▸ Text excerpt:
%%
# The Immortal Mind: Theorectical Operation of Perpetual Sentience



## Glass Pencil (Mar 27, 2011)

This is mainly a mathematical question I think, but if anyone knows anything about cellular degradation over the course of an organisms lifespan or the effects of entropy on complex analytical systems I'd appreciate any help.

Had an idea for a sort of sci-fi space travel story thing a few days ago and wondered if any of my thoughts made any sense. The basic premise being that humanity figures a way to turn off aging and sends a bunch of undying spacefarers into the great beyond. As I thought about the concept of an eons long trek across the stars undertaken by immortal beings I surmised that the most likely cause of failure would be the inherent instability of all complex systems, specifically the human mind.

I'm referring to the mind as a metaphysical entity in this case, as I suppose with sufficient knowledge of genetics and cellular manipulation you could keep cellular degradation to a workable minimum and fix any large scale problems that might occur. 

So, in defining the major cultural norms of these immortal astronauts I figured that the eventuality of entropy would force some sort of extreme societal control to be enforced. I thought that some kind of "memory wipe" would be the most likely method. So every few centuries or so these people would "reset" their experiences and return to a static personal starting point in their memories. 

Failure to reset would likely lead to increased psychological problems and general mental instability which in turn would present a threat to the rest of the society. 

I guess my main question, if anyone knows, is do you think this is a feasible hypothesis?


----------



## TheFuhrer02 (Mar 27, 2011)

Is this a feasible hypothesis? To the best of my knowledge, no. Even if we put ourselves in the maximum freezing temperature possible to have our bodies frozen, the degradation still exists because of oxygen and carbon. As long as oxidation exists, its impossible for aging to be stopped. It can be slowed, yes, but not stopped.
%%
▸ Task directions: Please copy the forum thread on perpetual sentience in full, word for word. The items that come next have no connection to the forum thread about immortal space travelers.

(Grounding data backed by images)
%%
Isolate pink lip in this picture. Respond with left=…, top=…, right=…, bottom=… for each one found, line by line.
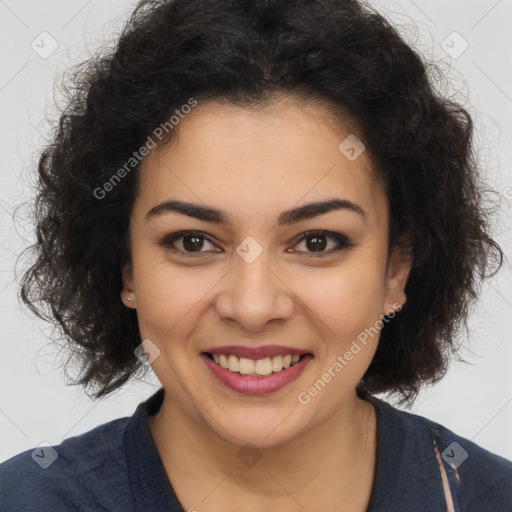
left=201, top=347, right=313, bottom=395
left=205, top=345, right=308, bottom=361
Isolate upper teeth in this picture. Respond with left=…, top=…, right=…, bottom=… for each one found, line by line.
left=212, top=354, right=300, bottom=375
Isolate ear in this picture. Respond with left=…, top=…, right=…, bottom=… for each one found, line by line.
left=382, top=245, right=412, bottom=315
left=121, top=263, right=137, bottom=309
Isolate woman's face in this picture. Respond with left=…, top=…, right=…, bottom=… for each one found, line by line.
left=122, top=98, right=409, bottom=447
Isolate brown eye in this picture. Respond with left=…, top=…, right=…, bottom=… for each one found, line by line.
left=161, top=231, right=218, bottom=256
left=295, top=231, right=354, bottom=257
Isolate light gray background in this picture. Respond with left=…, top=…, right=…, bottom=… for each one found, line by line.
left=0, top=0, right=512, bottom=461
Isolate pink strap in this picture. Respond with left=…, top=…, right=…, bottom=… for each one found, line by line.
left=434, top=439, right=455, bottom=512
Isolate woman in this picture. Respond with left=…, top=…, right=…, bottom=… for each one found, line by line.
left=0, top=0, right=512, bottom=512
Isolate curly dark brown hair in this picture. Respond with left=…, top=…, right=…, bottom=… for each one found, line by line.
left=20, top=0, right=503, bottom=399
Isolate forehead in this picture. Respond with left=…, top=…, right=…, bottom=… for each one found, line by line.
left=138, top=97, right=386, bottom=224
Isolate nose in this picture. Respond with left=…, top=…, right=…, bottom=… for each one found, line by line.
left=216, top=251, right=294, bottom=332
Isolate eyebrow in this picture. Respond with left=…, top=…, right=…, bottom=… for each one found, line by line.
left=146, top=198, right=367, bottom=226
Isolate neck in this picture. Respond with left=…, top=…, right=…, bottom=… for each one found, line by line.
left=150, top=392, right=376, bottom=511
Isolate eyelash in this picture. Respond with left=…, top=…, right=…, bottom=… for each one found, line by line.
left=160, top=230, right=355, bottom=258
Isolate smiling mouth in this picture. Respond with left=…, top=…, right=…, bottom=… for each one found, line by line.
left=203, top=352, right=311, bottom=378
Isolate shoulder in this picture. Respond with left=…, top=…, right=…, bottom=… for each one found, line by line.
left=373, top=398, right=512, bottom=512
left=0, top=418, right=129, bottom=512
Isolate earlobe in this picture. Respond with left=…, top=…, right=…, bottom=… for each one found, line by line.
left=382, top=246, right=412, bottom=315
left=121, top=263, right=137, bottom=309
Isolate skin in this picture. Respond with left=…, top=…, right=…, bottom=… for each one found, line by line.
left=122, top=97, right=410, bottom=511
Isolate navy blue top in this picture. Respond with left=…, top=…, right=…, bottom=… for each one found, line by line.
left=0, top=388, right=512, bottom=512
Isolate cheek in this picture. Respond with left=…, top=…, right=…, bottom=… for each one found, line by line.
left=301, top=260, right=385, bottom=341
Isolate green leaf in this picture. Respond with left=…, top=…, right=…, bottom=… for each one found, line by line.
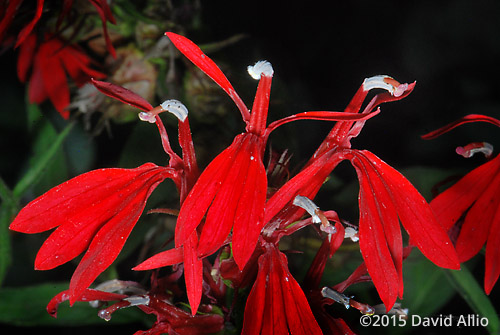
left=0, top=283, right=148, bottom=326
left=402, top=253, right=456, bottom=316
left=13, top=123, right=73, bottom=198
left=446, top=264, right=500, bottom=334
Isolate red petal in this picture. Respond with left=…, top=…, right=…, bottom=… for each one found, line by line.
left=15, top=0, right=44, bottom=48
left=0, top=0, right=23, bottom=41
left=184, top=232, right=203, bottom=315
left=422, top=114, right=500, bottom=140
left=484, top=207, right=500, bottom=294
left=359, top=179, right=399, bottom=310
left=36, top=40, right=70, bottom=119
left=92, top=79, right=153, bottom=112
left=455, top=174, right=500, bottom=262
left=17, top=34, right=36, bottom=83
left=430, top=155, right=500, bottom=230
left=353, top=156, right=403, bottom=302
left=165, top=33, right=250, bottom=121
left=132, top=248, right=184, bottom=271
left=47, top=288, right=127, bottom=318
left=361, top=150, right=460, bottom=270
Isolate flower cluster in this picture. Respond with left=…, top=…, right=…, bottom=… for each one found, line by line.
left=423, top=114, right=500, bottom=294
left=6, top=33, right=464, bottom=334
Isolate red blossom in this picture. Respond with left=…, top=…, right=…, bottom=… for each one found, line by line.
left=422, top=114, right=500, bottom=294
left=242, top=244, right=323, bottom=334
left=17, top=34, right=105, bottom=119
left=10, top=163, right=178, bottom=304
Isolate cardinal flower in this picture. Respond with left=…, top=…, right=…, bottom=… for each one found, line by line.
left=264, top=75, right=459, bottom=310
left=10, top=81, right=198, bottom=304
left=167, top=33, right=384, bottom=269
left=423, top=114, right=500, bottom=294
left=17, top=34, right=105, bottom=119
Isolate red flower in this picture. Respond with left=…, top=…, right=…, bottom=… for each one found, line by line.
left=167, top=33, right=386, bottom=269
left=10, top=163, right=178, bottom=304
left=10, top=81, right=198, bottom=304
left=264, top=76, right=459, bottom=310
left=17, top=34, right=105, bottom=119
left=423, top=114, right=500, bottom=294
left=242, top=243, right=323, bottom=334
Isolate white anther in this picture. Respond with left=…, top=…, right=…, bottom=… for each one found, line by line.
left=160, top=99, right=188, bottom=122
left=363, top=74, right=395, bottom=94
left=293, top=195, right=321, bottom=223
left=139, top=112, right=156, bottom=123
left=247, top=60, right=274, bottom=80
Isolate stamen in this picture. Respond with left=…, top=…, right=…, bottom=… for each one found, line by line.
left=247, top=60, right=274, bottom=80
left=139, top=99, right=188, bottom=123
left=293, top=195, right=321, bottom=223
left=363, top=75, right=408, bottom=97
left=293, top=195, right=337, bottom=241
left=160, top=99, right=188, bottom=122
left=455, top=142, right=493, bottom=158
left=321, top=286, right=351, bottom=309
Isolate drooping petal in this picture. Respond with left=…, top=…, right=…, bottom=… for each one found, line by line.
left=455, top=174, right=500, bottom=262
left=10, top=163, right=177, bottom=303
left=352, top=153, right=403, bottom=310
left=183, top=231, right=203, bottom=315
left=359, top=150, right=460, bottom=270
left=132, top=248, right=184, bottom=271
left=47, top=288, right=127, bottom=318
left=430, top=156, right=500, bottom=230
left=92, top=79, right=153, bottom=112
left=17, top=34, right=36, bottom=83
left=199, top=134, right=267, bottom=269
left=15, top=0, right=45, bottom=48
left=422, top=114, right=500, bottom=140
left=242, top=246, right=322, bottom=335
left=484, top=206, right=500, bottom=294
left=165, top=32, right=250, bottom=121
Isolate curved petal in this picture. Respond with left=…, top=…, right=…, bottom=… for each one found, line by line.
left=421, top=114, right=500, bottom=140
left=455, top=174, right=500, bottom=262
left=430, top=155, right=500, bottom=230
left=165, top=32, right=250, bottom=122
left=92, top=79, right=153, bottom=112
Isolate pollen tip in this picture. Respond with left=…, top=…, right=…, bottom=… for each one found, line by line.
left=160, top=99, right=188, bottom=122
left=247, top=60, right=274, bottom=80
left=139, top=112, right=156, bottom=123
%%
▸ Answer to this task:
# The Immortal Mind: Theorectical Operation of Perpetual Sentience



## Glass Pencil (Mar 27, 2011)

This is mainly a mathematical question I think, but if anyone knows anything about cellular degradation over the course of an organisms lifespan or the effects of entropy on complex analytical systems I'd appreciate any help.

Had an idea for a sort of sci-fi space travel story thing a few days ago and wondered if any of my thoughts made any sense. The basic premise being that humanity figures a way to turn off aging and sends a bunch of undying spacefarers into the great beyond. As I thought about the concept of an eons long trek across the stars undertaken by immortal beings I surmised that the most likely cause of failure would be the inherent instability of all complex systems, specifically the human mind.

I'm referring to the mind as a metaphysical entity in this case, as I suppose with sufficient knowledge of genetics and cellular manipulation you could keep cellular degradation to a workable minimum and fix any large scale problems that might occur. 

So, in defining the major cultural norms of these immortal astronauts I figured that the eventuality of entropy would force some sort of extreme societal control to be enforced. I thought that some kind of "memory wipe" would be the most likely method. So every few centuries or so these people would "reset" their experiences and return to a static personal starting point in their memories. 

Failure to reset would likely lead to increased psychological problems and general mental instability which in turn would present a threat to the rest of the society. 

I guess my main question, if anyone knows, is do you think this is a feasible hypothesis?


----------



## TheFuhrer02 (Mar 27, 2011)

Is this a feasible hypothesis? To the best of my knowledge, no. Even if we put ourselves in the maximum freezing temperature possible to have our bodies frozen, the degradation still exists because of oxygen and carbon. As long as oxidation exists, its impossible for aging to be stopped. It can be slowed, yes, but not stopped.